**Task brief**
Starting at the line containing "green tree -> point" and ending at the last line of the records, rewrite every line, including those without coordinates, and offset each point coordinate by adding 66 to both numbers. Leave out all lines before that starting line.

>> begin Records shown

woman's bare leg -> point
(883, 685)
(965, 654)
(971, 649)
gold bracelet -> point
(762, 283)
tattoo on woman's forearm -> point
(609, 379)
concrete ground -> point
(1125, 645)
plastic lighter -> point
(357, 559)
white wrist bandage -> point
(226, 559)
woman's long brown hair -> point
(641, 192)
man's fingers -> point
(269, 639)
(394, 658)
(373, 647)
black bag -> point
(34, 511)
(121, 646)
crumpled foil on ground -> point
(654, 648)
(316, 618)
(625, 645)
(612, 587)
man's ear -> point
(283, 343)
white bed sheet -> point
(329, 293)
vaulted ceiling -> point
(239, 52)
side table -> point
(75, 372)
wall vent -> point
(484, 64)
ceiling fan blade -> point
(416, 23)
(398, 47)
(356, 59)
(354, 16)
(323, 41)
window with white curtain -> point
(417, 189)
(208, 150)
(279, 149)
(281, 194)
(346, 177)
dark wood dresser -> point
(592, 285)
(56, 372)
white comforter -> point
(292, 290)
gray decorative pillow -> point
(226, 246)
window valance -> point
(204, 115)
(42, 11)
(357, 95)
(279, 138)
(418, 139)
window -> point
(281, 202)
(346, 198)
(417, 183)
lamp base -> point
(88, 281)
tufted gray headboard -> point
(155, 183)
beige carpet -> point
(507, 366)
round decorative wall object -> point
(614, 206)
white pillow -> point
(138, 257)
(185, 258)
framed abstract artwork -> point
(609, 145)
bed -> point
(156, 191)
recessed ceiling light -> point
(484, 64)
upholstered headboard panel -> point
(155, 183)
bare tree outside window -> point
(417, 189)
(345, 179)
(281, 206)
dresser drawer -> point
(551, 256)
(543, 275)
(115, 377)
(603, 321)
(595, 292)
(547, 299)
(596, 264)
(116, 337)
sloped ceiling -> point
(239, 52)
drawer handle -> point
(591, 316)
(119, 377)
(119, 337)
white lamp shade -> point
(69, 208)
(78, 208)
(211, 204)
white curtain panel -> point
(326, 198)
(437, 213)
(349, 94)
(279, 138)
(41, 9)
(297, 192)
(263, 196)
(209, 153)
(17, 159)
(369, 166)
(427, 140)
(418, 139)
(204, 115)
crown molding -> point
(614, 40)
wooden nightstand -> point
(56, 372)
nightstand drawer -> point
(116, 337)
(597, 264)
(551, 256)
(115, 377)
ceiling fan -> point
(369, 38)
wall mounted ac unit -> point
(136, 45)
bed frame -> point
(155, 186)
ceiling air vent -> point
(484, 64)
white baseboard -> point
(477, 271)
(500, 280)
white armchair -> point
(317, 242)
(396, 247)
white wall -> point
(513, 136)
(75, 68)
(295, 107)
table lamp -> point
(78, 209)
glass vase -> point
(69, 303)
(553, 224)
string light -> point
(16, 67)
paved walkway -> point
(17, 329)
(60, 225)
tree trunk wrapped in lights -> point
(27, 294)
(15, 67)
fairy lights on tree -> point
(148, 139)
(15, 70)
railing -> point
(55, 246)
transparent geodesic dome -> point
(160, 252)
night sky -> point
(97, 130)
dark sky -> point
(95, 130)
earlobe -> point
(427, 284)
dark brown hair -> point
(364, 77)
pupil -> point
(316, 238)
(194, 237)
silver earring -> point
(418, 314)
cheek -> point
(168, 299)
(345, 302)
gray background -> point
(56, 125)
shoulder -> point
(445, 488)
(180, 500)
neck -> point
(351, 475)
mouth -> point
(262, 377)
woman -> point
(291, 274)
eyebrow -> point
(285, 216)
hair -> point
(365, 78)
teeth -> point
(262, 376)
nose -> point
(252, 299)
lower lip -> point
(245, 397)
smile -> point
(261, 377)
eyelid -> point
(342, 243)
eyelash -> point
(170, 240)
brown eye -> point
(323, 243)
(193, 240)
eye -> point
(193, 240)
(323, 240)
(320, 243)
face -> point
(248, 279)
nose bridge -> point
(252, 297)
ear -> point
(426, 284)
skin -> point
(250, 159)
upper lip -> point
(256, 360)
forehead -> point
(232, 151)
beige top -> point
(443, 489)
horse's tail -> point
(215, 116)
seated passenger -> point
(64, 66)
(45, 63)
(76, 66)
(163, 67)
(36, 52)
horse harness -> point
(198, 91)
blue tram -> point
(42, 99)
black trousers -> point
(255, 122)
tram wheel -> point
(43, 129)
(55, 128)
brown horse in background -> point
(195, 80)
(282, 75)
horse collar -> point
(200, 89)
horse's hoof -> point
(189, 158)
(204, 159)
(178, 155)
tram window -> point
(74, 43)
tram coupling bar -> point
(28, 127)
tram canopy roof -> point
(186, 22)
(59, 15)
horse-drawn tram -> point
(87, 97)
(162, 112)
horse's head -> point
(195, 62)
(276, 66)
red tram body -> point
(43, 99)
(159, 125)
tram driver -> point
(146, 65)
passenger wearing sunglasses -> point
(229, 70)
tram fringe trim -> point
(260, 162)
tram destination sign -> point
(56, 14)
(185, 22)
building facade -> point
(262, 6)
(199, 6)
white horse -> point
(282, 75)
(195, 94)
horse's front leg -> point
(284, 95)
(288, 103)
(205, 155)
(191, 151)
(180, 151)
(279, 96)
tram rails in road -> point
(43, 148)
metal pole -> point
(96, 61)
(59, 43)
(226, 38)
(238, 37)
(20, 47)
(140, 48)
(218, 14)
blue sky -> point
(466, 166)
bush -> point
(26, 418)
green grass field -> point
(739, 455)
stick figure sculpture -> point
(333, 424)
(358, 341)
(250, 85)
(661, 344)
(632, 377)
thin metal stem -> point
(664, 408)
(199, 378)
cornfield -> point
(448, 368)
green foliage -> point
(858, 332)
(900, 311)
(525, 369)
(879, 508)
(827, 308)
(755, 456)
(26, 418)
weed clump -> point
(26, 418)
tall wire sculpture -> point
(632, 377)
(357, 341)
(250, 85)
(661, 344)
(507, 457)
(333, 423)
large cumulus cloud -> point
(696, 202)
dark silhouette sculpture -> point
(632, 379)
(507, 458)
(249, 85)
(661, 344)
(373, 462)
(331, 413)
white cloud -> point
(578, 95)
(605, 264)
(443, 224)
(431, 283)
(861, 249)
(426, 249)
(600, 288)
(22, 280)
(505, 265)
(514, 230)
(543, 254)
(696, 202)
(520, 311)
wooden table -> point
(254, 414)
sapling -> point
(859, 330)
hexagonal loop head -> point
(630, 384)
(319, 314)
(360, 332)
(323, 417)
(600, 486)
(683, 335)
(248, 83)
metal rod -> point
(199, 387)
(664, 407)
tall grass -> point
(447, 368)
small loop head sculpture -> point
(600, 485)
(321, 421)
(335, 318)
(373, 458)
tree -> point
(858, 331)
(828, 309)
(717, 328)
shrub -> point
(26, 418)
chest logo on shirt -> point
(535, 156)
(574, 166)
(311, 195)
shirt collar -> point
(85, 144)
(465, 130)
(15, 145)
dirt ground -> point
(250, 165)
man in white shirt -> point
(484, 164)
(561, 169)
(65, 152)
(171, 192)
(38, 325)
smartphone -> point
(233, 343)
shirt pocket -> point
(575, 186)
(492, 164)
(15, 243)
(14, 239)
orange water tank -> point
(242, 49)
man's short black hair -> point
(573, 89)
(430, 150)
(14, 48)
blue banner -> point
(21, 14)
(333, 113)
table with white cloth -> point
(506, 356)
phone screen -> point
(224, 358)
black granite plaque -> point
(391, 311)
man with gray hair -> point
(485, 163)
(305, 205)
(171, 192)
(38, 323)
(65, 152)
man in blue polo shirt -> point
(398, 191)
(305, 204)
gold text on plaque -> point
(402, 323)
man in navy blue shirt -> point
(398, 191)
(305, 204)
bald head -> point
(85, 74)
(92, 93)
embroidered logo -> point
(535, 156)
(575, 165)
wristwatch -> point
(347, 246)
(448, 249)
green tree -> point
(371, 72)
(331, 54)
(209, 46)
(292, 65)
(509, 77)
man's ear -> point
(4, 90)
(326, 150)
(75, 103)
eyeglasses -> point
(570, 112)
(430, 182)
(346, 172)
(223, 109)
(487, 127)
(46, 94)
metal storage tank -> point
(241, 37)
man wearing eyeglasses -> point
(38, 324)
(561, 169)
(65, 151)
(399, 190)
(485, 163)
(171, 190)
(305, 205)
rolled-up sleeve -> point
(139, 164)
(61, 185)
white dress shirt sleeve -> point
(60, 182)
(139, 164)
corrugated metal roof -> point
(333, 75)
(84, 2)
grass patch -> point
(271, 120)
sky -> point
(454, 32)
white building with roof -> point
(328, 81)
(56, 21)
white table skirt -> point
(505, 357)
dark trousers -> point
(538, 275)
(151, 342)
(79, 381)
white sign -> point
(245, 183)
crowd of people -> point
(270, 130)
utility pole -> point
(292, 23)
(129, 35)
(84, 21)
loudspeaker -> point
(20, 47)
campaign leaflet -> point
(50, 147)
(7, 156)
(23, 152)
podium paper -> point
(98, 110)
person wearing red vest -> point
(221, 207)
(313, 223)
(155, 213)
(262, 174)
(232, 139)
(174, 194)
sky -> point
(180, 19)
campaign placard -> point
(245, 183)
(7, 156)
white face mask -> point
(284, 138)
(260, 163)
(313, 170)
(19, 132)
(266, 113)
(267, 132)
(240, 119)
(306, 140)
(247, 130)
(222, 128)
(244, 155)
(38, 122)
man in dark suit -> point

>> end Records shown

**Task response**
green tree -> point
(437, 138)
(397, 120)
(275, 112)
(358, 131)
(575, 143)
man's ear -> point
(70, 156)
(392, 216)
(141, 169)
eyeglasses -> point
(636, 178)
(496, 248)
(412, 238)
(289, 175)
(553, 193)
(112, 160)
metal storage tank -> point
(307, 103)
man wearing eyeglasses -> point
(104, 390)
(627, 235)
(131, 217)
(465, 256)
(551, 229)
(237, 256)
(371, 271)
rolled-up sleeve -> point
(205, 230)
(127, 251)
white dress shirt sleeve -> point
(126, 248)
(205, 230)
corrugated metal roof -> point
(399, 141)
(150, 68)
grass patch -> point
(337, 186)
sky -> point
(520, 98)
white building with roof -> point
(394, 147)
(122, 87)
white table skirt -> point
(571, 423)
dark trousers -> point
(604, 341)
(217, 408)
(145, 447)
white sign -> point
(311, 249)
crowd of people -> point
(336, 196)
utility pole -> point
(358, 89)
(195, 101)
(150, 87)
loudspeaker -> point
(86, 113)
campaign leaflet -> point
(116, 213)
(73, 222)
(89, 218)
podium paper -> point
(164, 176)
person wearing red vest -> point
(287, 273)
(379, 289)
(221, 279)
(328, 240)
(298, 205)
(240, 260)
sky -> point
(246, 85)
campaign placard -> point
(311, 249)
(73, 222)
white face mask -> point
(350, 204)
(326, 229)
(379, 236)
(85, 198)
(332, 179)
(333, 198)
(306, 185)
(372, 206)
(313, 196)
(288, 194)
(310, 221)
(104, 188)
man in dark suit -> point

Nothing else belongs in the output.